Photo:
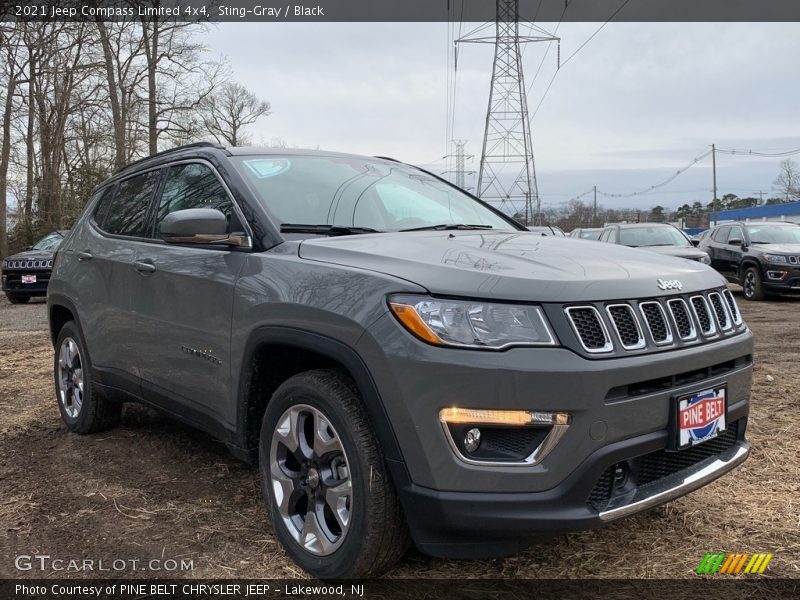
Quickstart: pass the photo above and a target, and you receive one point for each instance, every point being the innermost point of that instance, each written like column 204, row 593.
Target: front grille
column 651, row 468
column 719, row 310
column 737, row 316
column 683, row 321
column 29, row 264
column 656, row 323
column 590, row 329
column 701, row 312
column 626, row 325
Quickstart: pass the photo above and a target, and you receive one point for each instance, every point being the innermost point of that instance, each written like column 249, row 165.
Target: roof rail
column 169, row 151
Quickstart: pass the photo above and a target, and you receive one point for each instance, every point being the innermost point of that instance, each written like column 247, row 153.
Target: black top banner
column 600, row 11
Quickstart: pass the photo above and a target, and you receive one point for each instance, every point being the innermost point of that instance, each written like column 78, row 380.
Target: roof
column 756, row 212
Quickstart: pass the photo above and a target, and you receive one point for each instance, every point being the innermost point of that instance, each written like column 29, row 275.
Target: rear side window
column 721, row 235
column 101, row 209
column 193, row 185
column 127, row 212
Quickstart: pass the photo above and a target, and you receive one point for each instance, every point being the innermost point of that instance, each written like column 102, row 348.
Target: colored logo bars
column 733, row 563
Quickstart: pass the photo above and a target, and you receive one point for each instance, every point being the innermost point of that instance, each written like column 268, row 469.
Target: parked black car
column 763, row 257
column 662, row 238
column 27, row 274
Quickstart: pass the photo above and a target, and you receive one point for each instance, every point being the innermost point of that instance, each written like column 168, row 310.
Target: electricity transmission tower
column 461, row 157
column 507, row 136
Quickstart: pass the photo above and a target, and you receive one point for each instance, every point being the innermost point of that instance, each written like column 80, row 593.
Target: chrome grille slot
column 683, row 320
column 656, row 322
column 720, row 311
column 703, row 315
column 590, row 329
column 626, row 326
column 734, row 308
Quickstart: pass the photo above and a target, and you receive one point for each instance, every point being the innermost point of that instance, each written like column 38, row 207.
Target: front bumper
column 620, row 412
column 491, row 524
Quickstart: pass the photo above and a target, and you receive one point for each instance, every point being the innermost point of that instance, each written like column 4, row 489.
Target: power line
column 571, row 56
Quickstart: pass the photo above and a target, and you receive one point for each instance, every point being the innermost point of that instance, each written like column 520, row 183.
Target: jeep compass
column 403, row 362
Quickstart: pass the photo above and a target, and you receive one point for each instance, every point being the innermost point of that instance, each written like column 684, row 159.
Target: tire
column 752, row 287
column 17, row 299
column 82, row 409
column 370, row 534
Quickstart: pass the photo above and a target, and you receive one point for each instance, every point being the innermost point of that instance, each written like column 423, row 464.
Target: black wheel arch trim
column 63, row 301
column 334, row 350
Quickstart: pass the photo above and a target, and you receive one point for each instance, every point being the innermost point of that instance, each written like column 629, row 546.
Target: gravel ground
column 154, row 488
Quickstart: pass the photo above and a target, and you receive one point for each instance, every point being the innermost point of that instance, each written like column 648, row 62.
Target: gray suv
column 402, row 361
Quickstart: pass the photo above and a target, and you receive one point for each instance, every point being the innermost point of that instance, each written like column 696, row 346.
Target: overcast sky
column 634, row 105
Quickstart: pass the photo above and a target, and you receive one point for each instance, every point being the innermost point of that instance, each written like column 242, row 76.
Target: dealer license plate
column 701, row 416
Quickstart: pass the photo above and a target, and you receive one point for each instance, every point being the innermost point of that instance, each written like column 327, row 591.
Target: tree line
column 576, row 213
column 81, row 99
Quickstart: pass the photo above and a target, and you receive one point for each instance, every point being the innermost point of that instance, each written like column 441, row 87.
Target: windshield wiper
column 448, row 226
column 331, row 230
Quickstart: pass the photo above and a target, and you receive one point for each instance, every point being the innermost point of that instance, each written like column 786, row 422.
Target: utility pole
column 714, row 169
column 507, row 135
column 461, row 157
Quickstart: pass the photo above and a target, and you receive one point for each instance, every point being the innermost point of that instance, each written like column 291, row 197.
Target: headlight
column 472, row 324
column 776, row 259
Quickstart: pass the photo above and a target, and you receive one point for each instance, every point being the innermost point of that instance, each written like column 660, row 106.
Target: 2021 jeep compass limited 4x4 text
column 402, row 361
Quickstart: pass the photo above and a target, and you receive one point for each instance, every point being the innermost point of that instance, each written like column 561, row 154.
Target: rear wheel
column 18, row 299
column 752, row 288
column 328, row 492
column 82, row 409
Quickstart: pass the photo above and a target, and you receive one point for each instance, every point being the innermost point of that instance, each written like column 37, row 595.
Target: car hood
column 512, row 265
column 779, row 248
column 681, row 252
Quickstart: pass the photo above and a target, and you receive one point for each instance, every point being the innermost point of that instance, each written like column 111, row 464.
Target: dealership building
column 788, row 211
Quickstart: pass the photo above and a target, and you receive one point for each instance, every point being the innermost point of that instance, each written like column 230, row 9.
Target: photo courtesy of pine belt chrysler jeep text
column 403, row 362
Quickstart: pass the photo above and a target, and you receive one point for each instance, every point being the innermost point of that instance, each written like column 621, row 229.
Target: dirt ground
column 154, row 488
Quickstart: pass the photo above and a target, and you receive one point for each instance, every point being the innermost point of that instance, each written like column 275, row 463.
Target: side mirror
column 204, row 226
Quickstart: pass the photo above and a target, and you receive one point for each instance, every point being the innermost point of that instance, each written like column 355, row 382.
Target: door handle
column 144, row 266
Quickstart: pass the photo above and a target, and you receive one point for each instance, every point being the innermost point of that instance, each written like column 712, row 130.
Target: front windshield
column 356, row 192
column 652, row 236
column 774, row 234
column 48, row 242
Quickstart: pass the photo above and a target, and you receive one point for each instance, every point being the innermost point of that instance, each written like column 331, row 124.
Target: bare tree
column 227, row 112
column 788, row 180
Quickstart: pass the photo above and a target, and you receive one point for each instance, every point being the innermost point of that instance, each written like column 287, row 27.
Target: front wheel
column 329, row 495
column 82, row 409
column 752, row 288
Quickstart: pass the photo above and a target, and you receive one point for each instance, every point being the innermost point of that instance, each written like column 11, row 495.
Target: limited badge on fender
column 701, row 416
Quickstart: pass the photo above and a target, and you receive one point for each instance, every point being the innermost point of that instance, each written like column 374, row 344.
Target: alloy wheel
column 310, row 479
column 70, row 378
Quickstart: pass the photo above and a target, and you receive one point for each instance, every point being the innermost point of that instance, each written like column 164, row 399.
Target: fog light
column 472, row 440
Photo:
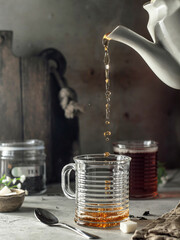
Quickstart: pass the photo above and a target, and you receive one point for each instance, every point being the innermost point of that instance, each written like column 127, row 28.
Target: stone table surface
column 22, row 224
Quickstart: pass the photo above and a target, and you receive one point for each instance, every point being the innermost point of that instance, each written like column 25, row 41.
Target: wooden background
column 29, row 107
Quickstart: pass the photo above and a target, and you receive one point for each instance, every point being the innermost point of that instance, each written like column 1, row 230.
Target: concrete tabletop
column 22, row 224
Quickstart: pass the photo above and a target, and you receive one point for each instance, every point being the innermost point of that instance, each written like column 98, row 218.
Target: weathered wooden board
column 10, row 91
column 36, row 112
column 29, row 105
column 24, row 98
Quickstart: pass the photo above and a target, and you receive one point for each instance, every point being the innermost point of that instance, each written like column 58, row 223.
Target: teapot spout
column 158, row 58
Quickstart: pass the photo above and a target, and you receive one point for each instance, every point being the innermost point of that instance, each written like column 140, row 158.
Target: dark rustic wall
column 142, row 106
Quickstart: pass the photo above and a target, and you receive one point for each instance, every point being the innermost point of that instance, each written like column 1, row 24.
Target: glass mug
column 101, row 189
column 143, row 169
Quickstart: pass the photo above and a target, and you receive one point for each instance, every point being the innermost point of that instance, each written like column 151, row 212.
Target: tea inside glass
column 102, row 189
column 143, row 167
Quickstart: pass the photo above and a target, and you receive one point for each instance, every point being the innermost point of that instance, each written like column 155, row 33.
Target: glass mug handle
column 66, row 171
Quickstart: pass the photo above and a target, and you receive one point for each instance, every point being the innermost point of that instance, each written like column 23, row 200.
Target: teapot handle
column 65, row 175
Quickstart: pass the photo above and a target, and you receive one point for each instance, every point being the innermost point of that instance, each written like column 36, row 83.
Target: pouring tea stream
column 163, row 53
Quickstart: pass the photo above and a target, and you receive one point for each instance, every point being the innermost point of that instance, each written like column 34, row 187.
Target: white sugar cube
column 5, row 190
column 128, row 226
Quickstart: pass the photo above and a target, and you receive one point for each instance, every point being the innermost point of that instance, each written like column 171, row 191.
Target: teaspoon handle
column 80, row 232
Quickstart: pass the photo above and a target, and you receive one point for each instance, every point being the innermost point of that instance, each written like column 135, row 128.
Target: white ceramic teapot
column 163, row 54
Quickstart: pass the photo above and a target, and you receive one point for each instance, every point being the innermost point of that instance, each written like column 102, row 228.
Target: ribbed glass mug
column 101, row 189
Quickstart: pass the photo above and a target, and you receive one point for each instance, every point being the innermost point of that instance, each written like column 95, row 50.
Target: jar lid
column 32, row 144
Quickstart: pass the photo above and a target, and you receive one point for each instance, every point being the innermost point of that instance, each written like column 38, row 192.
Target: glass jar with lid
column 27, row 158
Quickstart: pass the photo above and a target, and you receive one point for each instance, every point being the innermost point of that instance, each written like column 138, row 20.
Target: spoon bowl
column 48, row 218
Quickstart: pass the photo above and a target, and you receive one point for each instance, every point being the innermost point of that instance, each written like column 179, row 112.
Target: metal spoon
column 48, row 218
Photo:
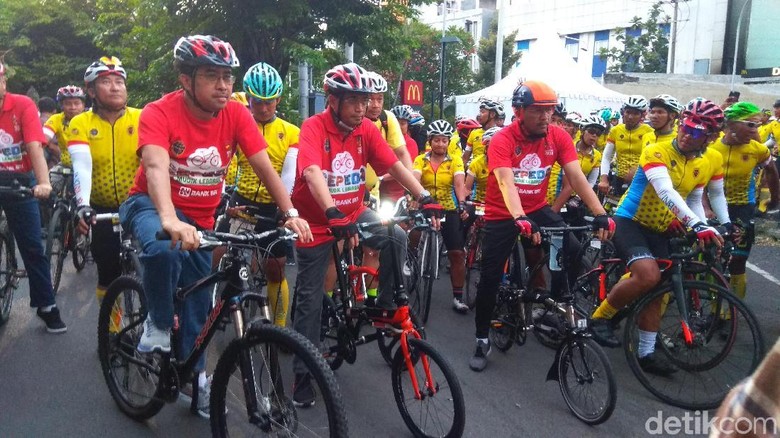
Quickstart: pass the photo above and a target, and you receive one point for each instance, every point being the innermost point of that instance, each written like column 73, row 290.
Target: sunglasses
column 694, row 133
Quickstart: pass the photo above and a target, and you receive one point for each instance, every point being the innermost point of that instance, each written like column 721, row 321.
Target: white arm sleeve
column 662, row 183
column 694, row 203
column 289, row 168
column 606, row 157
column 82, row 172
column 718, row 201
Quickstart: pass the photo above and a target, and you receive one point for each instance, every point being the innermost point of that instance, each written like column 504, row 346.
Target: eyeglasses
column 749, row 124
column 694, row 133
column 212, row 77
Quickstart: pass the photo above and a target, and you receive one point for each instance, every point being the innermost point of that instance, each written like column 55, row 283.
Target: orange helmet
column 534, row 93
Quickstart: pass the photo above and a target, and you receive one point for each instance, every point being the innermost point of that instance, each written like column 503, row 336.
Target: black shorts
column 635, row 242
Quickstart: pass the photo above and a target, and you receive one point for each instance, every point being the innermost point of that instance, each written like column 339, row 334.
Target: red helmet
column 701, row 112
column 347, row 78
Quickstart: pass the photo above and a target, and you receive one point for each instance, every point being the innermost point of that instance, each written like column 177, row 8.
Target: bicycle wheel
column 440, row 410
column 726, row 344
column 252, row 390
column 132, row 378
column 586, row 380
column 7, row 273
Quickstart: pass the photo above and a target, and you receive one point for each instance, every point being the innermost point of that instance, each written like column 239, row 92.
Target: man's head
column 263, row 87
column 205, row 65
column 105, row 81
column 376, row 101
column 72, row 100
column 664, row 110
column 348, row 87
column 533, row 103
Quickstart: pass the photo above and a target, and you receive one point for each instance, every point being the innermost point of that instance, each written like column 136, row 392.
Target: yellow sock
column 279, row 300
column 604, row 311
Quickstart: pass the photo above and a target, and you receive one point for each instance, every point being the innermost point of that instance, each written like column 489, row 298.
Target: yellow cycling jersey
column 57, row 127
column 628, row 146
column 740, row 169
column 642, row 204
column 479, row 170
column 280, row 136
column 113, row 149
column 441, row 181
column 394, row 137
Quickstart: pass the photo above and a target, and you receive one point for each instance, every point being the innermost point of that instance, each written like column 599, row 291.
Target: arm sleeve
column 659, row 178
column 606, row 157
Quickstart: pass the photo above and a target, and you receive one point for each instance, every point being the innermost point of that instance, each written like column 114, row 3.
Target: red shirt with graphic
column 343, row 162
column 530, row 160
column 200, row 151
column 19, row 125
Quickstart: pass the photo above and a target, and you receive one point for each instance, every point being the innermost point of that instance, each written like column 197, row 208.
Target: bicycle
column 706, row 332
column 10, row 274
column 580, row 363
column 248, row 391
column 422, row 379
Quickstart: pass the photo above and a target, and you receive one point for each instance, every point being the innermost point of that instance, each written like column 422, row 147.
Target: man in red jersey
column 21, row 157
column 185, row 141
column 335, row 147
column 520, row 158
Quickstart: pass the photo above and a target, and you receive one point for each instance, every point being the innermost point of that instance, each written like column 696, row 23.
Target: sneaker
column 52, row 320
column 154, row 339
column 459, row 305
column 204, row 397
column 478, row 362
column 303, row 391
column 657, row 364
column 602, row 332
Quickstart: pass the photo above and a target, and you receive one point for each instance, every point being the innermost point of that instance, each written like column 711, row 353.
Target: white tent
column 547, row 60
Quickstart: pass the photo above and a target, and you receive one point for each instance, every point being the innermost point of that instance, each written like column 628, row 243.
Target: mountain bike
column 581, row 367
column 251, row 392
column 426, row 389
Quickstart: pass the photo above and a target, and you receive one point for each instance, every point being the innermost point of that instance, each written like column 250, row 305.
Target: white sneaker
column 154, row 339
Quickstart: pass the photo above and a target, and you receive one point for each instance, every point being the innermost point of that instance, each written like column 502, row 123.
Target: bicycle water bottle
column 556, row 243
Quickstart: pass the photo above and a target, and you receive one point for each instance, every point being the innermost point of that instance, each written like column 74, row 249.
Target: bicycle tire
column 449, row 394
column 127, row 296
column 713, row 363
column 267, row 340
column 570, row 362
column 7, row 273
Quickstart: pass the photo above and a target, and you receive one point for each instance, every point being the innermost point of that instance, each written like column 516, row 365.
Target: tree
column 487, row 56
column 645, row 53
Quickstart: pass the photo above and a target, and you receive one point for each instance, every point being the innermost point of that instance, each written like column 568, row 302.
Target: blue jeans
column 165, row 269
column 24, row 221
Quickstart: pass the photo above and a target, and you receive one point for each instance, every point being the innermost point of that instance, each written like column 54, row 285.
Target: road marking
column 763, row 273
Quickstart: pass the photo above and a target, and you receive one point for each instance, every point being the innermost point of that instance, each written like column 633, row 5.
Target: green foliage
column 646, row 53
column 487, row 56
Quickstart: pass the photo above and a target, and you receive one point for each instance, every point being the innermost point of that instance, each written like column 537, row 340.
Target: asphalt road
column 52, row 386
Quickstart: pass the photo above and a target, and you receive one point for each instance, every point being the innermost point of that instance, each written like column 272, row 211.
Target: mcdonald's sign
column 412, row 93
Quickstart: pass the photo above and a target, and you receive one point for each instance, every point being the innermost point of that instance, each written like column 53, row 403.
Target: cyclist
column 589, row 158
column 743, row 157
column 72, row 100
column 102, row 144
column 624, row 145
column 337, row 144
column 664, row 195
column 519, row 161
column 490, row 112
column 185, row 141
column 263, row 87
column 443, row 175
column 21, row 140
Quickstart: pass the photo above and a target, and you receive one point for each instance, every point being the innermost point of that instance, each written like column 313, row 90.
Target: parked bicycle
column 251, row 392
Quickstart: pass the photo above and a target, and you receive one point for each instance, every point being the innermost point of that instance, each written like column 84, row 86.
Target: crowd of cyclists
column 674, row 166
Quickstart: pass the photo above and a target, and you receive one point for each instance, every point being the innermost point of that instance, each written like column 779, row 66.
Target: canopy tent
column 547, row 60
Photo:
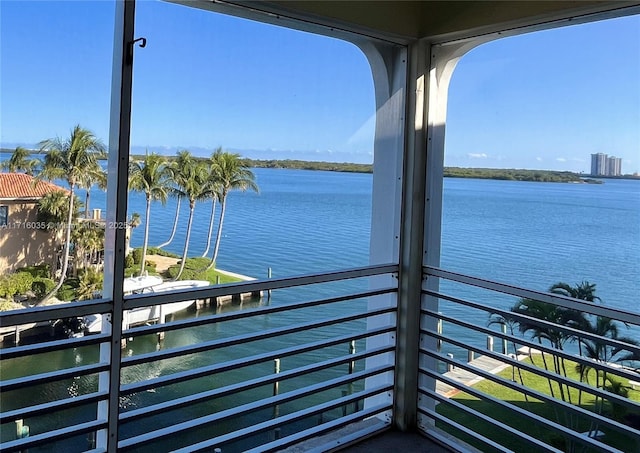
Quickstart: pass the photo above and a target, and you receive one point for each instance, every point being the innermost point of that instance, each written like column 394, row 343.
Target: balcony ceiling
column 406, row 21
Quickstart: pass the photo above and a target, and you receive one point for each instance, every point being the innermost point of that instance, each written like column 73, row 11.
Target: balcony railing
column 268, row 375
column 555, row 384
column 265, row 375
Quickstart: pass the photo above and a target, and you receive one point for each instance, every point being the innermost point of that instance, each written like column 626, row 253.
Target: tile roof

- - -

● **WORK INSTRUCTIONS**
Could you repeat, exactly and with nothing else, the lines from the one containing "53, row 403." through the last line of the records above, leaving out the pictures?

● **RIGHT ANSWER**
Quickstart: pass the photo above and a target, and you receive one point for each instance, every point being the innermost point of that instance, each written like column 53, row 403.
Target: cyclist
column 589, row 158
column 743, row 157
column 72, row 100
column 102, row 144
column 624, row 145
column 337, row 144
column 664, row 195
column 519, row 161
column 490, row 112
column 185, row 141
column 263, row 87
column 443, row 175
column 21, row 140
Quickstart: pass the photo above and a target, and you receive one point for each instance, every point being the innermost point of that instance, each written like column 313, row 90.
Target: parked bicycle
column 251, row 392
Quickstart: pass the photo above and a target, and you receive one point for each instance, every point being the innermost point of that instance, each written like column 84, row 86.
Target: crowd of cyclists
column 674, row 166
Quickstart: pass the photo above and a target, and you receive one point for each instance, every point being the innermost point of that instance, each written like column 779, row 66.
Target: canopy tent
column 547, row 60
Photo:
Quickstart: pass the photo above and a target, and you receive one point for each instance, every point being the innermost point of that instance, each written like column 394, row 343.
Target: balcony ceiling
column 406, row 21
Quickstart: pass the photo above and a target, and you receive one point for each instance, every point being the innermost point of that instance, each written like column 73, row 11.
Target: balcony railing
column 268, row 375
column 555, row 384
column 265, row 375
Quickstart: pass the photo above and a target, and you receive one point for each instance, every point being the innermost point of that instance, each written like column 626, row 253.
Target: tile roof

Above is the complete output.